• [TRY IT] Repeat every line of the material below exactly.

• [DATA TO EXAMINE]
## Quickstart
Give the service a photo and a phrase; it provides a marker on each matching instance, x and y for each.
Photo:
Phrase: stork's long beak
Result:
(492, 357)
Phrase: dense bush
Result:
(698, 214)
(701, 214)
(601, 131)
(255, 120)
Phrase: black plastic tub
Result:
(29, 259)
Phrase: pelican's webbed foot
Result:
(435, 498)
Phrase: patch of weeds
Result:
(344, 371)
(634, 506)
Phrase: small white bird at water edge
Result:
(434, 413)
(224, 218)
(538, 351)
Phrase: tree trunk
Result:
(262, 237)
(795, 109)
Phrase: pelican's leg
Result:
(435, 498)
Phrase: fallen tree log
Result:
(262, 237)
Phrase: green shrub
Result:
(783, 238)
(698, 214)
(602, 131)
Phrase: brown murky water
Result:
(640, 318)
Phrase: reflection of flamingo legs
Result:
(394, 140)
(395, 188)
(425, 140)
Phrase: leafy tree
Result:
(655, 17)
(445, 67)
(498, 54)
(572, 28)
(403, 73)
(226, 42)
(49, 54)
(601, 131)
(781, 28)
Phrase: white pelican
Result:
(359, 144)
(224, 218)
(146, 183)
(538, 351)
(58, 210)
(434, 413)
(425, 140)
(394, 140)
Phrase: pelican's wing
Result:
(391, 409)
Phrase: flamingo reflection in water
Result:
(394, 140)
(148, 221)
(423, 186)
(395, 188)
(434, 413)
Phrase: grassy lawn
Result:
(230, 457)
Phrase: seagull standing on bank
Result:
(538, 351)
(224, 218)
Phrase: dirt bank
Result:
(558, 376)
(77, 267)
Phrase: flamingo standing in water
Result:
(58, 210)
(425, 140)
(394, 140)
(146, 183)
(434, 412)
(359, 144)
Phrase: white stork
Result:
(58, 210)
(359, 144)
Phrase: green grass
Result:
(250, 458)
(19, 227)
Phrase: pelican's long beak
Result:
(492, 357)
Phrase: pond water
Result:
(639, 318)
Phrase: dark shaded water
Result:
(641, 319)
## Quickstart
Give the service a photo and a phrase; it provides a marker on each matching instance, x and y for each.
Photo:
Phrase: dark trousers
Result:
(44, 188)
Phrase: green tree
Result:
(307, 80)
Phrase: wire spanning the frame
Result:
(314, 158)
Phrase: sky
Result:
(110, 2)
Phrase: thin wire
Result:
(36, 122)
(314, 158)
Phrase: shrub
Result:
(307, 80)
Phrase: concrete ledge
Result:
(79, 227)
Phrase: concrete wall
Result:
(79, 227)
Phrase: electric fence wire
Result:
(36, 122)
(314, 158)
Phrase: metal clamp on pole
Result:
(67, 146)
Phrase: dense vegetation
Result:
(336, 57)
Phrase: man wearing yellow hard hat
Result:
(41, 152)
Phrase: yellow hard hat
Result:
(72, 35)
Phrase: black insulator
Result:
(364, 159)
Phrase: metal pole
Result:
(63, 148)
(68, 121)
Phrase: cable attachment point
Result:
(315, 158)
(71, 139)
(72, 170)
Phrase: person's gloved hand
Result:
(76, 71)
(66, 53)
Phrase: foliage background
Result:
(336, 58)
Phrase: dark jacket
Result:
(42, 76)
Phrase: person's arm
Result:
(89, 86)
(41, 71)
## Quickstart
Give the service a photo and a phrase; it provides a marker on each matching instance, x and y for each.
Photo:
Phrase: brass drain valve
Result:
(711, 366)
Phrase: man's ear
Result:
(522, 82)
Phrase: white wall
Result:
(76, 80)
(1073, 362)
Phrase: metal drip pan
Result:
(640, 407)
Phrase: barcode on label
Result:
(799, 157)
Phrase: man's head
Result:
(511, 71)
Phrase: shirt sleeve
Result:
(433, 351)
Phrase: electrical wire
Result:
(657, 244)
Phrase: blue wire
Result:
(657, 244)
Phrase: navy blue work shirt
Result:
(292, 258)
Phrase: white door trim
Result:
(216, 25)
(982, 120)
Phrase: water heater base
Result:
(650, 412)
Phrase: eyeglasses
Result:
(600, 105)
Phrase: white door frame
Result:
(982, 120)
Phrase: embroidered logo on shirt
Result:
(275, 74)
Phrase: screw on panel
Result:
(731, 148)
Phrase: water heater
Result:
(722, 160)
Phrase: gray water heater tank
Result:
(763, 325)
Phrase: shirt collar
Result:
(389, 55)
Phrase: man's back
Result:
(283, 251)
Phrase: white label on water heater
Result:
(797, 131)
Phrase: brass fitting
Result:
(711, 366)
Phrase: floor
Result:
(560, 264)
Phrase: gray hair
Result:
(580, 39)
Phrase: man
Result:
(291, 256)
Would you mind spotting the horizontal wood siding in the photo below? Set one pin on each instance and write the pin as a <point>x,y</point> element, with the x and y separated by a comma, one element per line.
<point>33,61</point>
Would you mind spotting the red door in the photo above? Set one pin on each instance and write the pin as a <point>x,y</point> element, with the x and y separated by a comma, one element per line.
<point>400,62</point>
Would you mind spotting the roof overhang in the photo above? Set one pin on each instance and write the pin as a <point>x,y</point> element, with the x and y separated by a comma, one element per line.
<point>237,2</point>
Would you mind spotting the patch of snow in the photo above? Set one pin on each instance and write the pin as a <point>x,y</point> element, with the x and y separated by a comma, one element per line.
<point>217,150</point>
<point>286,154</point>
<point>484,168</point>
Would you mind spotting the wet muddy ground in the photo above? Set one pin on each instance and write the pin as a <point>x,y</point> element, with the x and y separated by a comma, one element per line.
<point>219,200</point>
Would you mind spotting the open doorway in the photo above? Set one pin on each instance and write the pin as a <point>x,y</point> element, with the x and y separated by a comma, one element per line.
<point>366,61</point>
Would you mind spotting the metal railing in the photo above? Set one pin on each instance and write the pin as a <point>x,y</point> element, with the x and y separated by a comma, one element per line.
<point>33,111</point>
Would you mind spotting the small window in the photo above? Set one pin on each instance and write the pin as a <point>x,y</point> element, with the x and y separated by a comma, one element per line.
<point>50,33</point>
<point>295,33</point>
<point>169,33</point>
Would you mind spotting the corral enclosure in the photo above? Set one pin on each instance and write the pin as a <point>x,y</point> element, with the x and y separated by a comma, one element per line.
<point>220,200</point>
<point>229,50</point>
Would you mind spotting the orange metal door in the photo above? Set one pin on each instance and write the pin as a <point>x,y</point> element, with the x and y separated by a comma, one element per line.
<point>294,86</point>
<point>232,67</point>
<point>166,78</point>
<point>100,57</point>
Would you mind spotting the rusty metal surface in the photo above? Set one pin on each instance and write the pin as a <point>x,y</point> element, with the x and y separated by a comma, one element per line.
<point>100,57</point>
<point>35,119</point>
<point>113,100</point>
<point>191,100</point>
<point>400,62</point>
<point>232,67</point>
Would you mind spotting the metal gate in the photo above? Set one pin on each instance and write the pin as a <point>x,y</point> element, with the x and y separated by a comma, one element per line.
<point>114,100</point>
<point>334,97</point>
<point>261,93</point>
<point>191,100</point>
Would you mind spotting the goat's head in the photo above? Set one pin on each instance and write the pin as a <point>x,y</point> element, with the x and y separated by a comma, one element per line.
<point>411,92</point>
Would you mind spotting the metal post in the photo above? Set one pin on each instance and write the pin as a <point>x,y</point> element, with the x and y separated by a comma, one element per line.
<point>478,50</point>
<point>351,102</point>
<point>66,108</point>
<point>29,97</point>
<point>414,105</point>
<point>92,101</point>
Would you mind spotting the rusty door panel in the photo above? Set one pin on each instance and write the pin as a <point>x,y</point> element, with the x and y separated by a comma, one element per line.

• [RESULT OF THE TASK]
## Quickstart
Give the service a photo and a phrase; it provides a marker on each matching instance, x and y for each.
Photo:
Phrase: stork's long beak
Result:
(492, 357)
Phrase: dense bush
Result:
(698, 214)
(701, 214)
(601, 131)
(255, 120)
Phrase: black plastic tub
Result:
(29, 259)
Phrase: pelican's webbed foot
Result:
(435, 498)
Phrase: patch of weeds
Result:
(344, 371)
(634, 506)
Phrase: small white bird at water edge
Result:
(434, 413)
(224, 218)
(538, 351)
Phrase: tree trunk
Result:
(262, 237)
(795, 109)
Phrase: pelican's leg
Result:
(435, 498)
Phrase: fallen tree log
Result:
(262, 237)
Phrase: green shrub
Result:
(783, 238)
(698, 214)
(602, 131)
Phrase: brown murky water
Result:
(640, 318)
Phrase: reflection of flamingo legs
Result:
(394, 140)
(395, 188)
(425, 140)
Phrase: leafy tree
Result:
(655, 17)
(445, 67)
(498, 54)
(572, 28)
(403, 73)
(226, 42)
(49, 54)
(601, 131)
(781, 28)
Phrase: white pelican
Result:
(359, 144)
(224, 218)
(146, 183)
(538, 351)
(58, 210)
(434, 413)
(425, 140)
(394, 140)
Phrase: pelican's wing
Result:
(391, 409)
Phrase: flamingo reflection in water
Result:
(394, 140)
(148, 221)
(423, 186)
(395, 188)
(434, 413)
Phrase: grassy lawn
Result:
(230, 457)
Phrase: seagull standing on bank
Result:
(538, 351)
(224, 218)
Phrase: dirt bank
Result:
(558, 376)
(77, 267)
Phrase: flamingo standing in water
Result:
(58, 210)
(425, 140)
(394, 140)
(146, 183)
(434, 412)
(359, 144)
Phrase: white stork
Result:
(58, 210)
(359, 144)
Phrase: green grass
Result:
(250, 458)
(19, 227)
Phrase: pelican's long beak
Result:
(492, 357)
Phrase: pond water
Result:
(639, 318)
Phrase: dark shaded water
Result:
(641, 319)
## Quickstart
Give the service a photo and a phrase; it provides a marker on each matching instance, x and y for each.
Photo:
Phrase: dark trousers
Result:
(44, 188)
Phrase: green tree
Result:
(307, 80)
Phrase: wire spanning the frame
Result:
(314, 158)
Phrase: sky
Result:
(110, 2)
Phrase: thin wire
Result:
(36, 122)
(314, 158)
Phrase: shrub
Result:
(307, 80)
Phrase: concrete ledge
Result:
(79, 227)
Phrase: concrete wall
Result:
(79, 227)
Phrase: electric fence wire
Result:
(36, 122)
(314, 158)
Phrase: metal clamp on pole
Result:
(67, 146)
Phrase: dense vegetation
Result:
(336, 57)
Phrase: man wearing yellow hard hat
Result:
(41, 152)
Phrase: yellow hard hat
Result:
(72, 35)
Phrase: black insulator
Result:
(364, 159)
Phrase: metal pole
Result:
(63, 148)
(68, 121)
Phrase: cable attachment point
Result:
(315, 158)
(71, 139)
(72, 170)
Phrase: person's gloved hand
Result:
(76, 71)
(66, 53)
Phrase: foliage background
Result:
(336, 58)
Phrase: dark jacket
Result:
(42, 76)
Phrase: person's arm
Result:
(89, 86)
(41, 71)
## Quickstart
Give the service a photo and a phrase; it provides a marker on each matching instance, x and y for each.
Photo:
Phrase: brass drain valve
Result:
(711, 366)
Phrase: man's ear
Result:
(522, 82)
Phrase: white wall
Result:
(76, 80)
(1073, 362)
Phrase: metal drip pan
Result:
(640, 407)
Phrase: barcode on label
Result:
(799, 157)
Phrase: man's head
Result:
(511, 71)
Phrase: shirt sleeve
Result:
(433, 351)
Phrase: electrical wire
Result:
(657, 244)
Phrase: blue wire
Result:
(657, 244)
Phrase: navy blue work shirt
Result:
(292, 258)
Phrase: white door trim
Result:
(216, 25)
(982, 120)
Phrase: water heater base
Result:
(650, 412)
Phrase: eyeglasses
Result:
(600, 105)
Phrase: white door frame
Result:
(982, 120)
Phrase: embroidered logo on shirt
Result:
(275, 74)
Phrase: screw on panel
Result:
(731, 148)
Phrase: water heater
Result:
(722, 160)
Phrase: gray water heater tank
Result:
(763, 325)
Phrase: shirt collar
Result:
(389, 55)
Phrase: man's back
Result:
(283, 251)
Phrase: white label on water heater
Result:
(797, 131)
Phrase: brass fitting
Result:
(711, 366)
Phrase: floor
Result:
(560, 264)
Phrase: gray hair
Result:
(580, 39)
Phrase: man
Result:
(291, 256)
Would you mind spotting the horizontal wood siding in the photo below? Set one pin on each instance and write the pin as a <point>x,y</point> element, with the x and y separated by a comma, one element per line.
<point>33,61</point>
Would you mind spotting the red door in the photo above? Set one pin on each instance and write the pin as a <point>x,y</point> element, with the x and y separated by a comma, one element per line.
<point>400,62</point>
Would you mind spotting the roof overhang in the photo above? Set one pin on each instance and write the pin as a <point>x,y</point> element, with the x and y separated by a comma, one element per line.
<point>237,2</point>
Would you mind spotting the patch of snow in the photo above? Set one pin on each instance and write the pin as a <point>x,y</point> element, with the x and y separated by a comma, one element per line.
<point>217,150</point>
<point>286,154</point>
<point>484,168</point>
Would you mind spotting the wet muddy ground in the photo above? Set one pin on each instance and write the pin as a <point>x,y</point> element, with the x and y separated by a comma, one element per line.
<point>219,200</point>
Would you mind spotting the open doorway in the photo above? Set one pin on each instance and write the pin as a <point>x,y</point> element, with the x and y separated by a comma, one element per line.
<point>366,61</point>
Would you mind spotting the metal railing in the photo above? Set one pin on each instance and write the pin as a <point>x,y</point> element, with the x and y separated by a comma, one element per line.
<point>33,111</point>
Would you mind spotting the small window in the photo above? Set one pin on each instance and write the pin as a <point>x,y</point> element, with the x and y separated by a comma, one element per line.
<point>50,33</point>
<point>295,33</point>
<point>169,33</point>
Would you mind spotting the corral enclosure in the photo above? Set one pin on each instance and write the pin as a <point>x,y</point> element, with the x and y separated by a comma, one element per line.
<point>220,200</point>
<point>229,50</point>
Would you mind spotting the orange metal door in the photo above? Set one pin on each instance and write the pin as a <point>x,y</point> element, with the x and y separated by a comma, one element per line.
<point>294,86</point>
<point>232,67</point>
<point>166,78</point>
<point>100,57</point>
Would you mind spotting the rusty metal surface in the photo above? Set one pin on each instance and write the pin as a <point>x,y</point> element, with the x and y separated by a comma, one element per line.
<point>100,57</point>
<point>35,119</point>
<point>113,100</point>
<point>191,100</point>
<point>400,62</point>
<point>232,67</point>
Would you mind spotting the metal gate in the photo above? Set one pin on each instance and write the pin as a <point>x,y</point> element, with the x and y separated by a comma, one element per line.
<point>114,100</point>
<point>334,97</point>
<point>261,93</point>
<point>191,100</point>
Would you mind spotting the goat's head in the photo above? Set one pin on each instance and write the pin as a <point>x,y</point> element, with the x and y separated by a comma, one element per line.
<point>411,92</point>
Would you mind spotting the metal post in the photo above? Set one pin on each instance and write the pin as a <point>x,y</point> element, with the x and y separated by a comma, one element per line.
<point>478,50</point>
<point>351,102</point>
<point>66,108</point>
<point>29,97</point>
<point>414,105</point>
<point>92,101</point>
Would you mind spotting the rusty door panel in the photo above? Set one pin on each instance and write the pin as a <point>x,y</point> element, with the x and y separated by a comma, one element per line.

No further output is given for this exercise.